Problem details:
Answer these questions using the passage on emergency message handling.
1. On which plane is SMS over IMS handled?
2. What does SMS-o-NAS use along its signaling path via the AMF 404?
3. Where does the SMSC 408 route the emergency message?

Document passage:
○ ○ ○ ○
When an emergency message is received at the wireless network core system 104 from the user device 124, the emergency message is handled on the control plane as SMS over NAS (Non-Access Stratum) (also referred to as SMS-o-NAS) or on the user plane as SMS over IMS (also referred to as SMS-o-IMS).

In general, the SMS-o-NAS follows the signaling path via the AMF 404 using SRB (signaling radio bearers), which allows the emergency message to be anchored on the AMF 404 via the control plane. In some embodiments, the SMS message may be encapsulated in an NAS message. From the AMF 404, the emergency message is provided to the SMSF 406 and the SMSC 408. The SMSC 408 will then route the emergency message to the emergency control center 410. In SMS-o-NAS, the emergency message would be supported by the control plane location.
○ ○ ○ ○
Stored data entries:
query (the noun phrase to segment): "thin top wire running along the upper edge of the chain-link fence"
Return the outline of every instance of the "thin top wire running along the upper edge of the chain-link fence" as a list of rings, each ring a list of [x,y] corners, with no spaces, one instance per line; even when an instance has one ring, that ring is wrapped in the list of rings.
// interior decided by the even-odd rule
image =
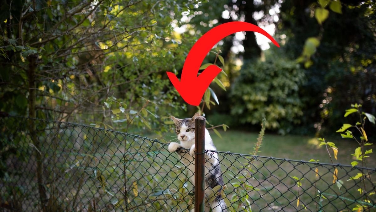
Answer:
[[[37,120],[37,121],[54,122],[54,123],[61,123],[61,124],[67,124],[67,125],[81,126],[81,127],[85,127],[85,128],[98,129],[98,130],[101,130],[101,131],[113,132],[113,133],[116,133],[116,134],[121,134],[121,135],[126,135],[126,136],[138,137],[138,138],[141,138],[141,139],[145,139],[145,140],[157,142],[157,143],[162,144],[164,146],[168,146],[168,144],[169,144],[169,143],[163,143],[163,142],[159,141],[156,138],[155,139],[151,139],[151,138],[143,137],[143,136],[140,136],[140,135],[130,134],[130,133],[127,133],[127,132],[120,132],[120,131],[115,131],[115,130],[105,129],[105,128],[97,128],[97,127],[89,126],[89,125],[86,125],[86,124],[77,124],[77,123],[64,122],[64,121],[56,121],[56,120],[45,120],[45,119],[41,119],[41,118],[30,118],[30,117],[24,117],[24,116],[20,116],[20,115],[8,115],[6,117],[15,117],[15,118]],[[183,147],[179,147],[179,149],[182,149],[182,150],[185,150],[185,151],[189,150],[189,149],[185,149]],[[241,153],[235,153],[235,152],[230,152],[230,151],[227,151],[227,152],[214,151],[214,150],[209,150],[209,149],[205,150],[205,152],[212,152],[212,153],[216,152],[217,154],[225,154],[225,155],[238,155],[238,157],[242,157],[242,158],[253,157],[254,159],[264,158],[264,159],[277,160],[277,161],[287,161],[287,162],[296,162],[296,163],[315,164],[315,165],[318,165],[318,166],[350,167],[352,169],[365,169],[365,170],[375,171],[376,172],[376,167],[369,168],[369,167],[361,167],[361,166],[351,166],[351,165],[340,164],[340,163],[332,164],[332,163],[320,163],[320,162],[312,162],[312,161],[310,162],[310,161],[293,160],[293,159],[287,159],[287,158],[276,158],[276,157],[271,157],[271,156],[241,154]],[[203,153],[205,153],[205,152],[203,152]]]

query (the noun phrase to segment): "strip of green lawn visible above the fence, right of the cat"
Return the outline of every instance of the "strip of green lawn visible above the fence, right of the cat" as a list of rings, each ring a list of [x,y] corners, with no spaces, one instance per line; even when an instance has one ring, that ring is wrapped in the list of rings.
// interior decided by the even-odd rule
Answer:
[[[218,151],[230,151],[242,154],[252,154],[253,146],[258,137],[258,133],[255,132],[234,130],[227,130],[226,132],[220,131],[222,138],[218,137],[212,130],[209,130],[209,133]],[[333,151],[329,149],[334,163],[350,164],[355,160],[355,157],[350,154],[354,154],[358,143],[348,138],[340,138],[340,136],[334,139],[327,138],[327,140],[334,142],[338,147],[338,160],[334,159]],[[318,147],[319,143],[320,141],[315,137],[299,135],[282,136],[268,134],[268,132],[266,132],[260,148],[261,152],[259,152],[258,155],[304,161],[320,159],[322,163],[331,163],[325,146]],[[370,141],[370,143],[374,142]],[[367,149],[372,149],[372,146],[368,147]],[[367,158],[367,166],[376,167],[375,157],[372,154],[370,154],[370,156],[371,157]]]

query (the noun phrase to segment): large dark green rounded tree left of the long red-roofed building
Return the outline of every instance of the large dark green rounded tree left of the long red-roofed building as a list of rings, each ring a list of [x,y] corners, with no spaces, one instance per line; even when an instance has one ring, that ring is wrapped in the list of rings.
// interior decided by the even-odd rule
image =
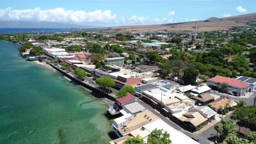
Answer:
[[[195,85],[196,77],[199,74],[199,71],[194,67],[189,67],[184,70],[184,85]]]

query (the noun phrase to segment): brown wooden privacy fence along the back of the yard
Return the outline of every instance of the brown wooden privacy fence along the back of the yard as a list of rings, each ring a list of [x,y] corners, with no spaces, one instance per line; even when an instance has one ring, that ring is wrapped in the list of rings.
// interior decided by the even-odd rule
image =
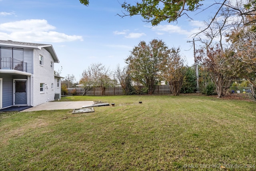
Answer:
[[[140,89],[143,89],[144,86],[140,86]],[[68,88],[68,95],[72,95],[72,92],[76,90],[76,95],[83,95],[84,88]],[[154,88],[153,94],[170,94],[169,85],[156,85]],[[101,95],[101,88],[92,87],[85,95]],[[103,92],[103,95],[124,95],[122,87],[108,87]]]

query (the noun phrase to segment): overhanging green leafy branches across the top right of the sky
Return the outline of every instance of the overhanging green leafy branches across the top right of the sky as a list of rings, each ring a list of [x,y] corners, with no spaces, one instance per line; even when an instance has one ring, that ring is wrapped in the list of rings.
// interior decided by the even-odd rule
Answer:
○ ○ ○ ○
Answer to the problem:
1. The user plane.
2. SRB (signaling radio bearers).
3. To the emergency control center 410.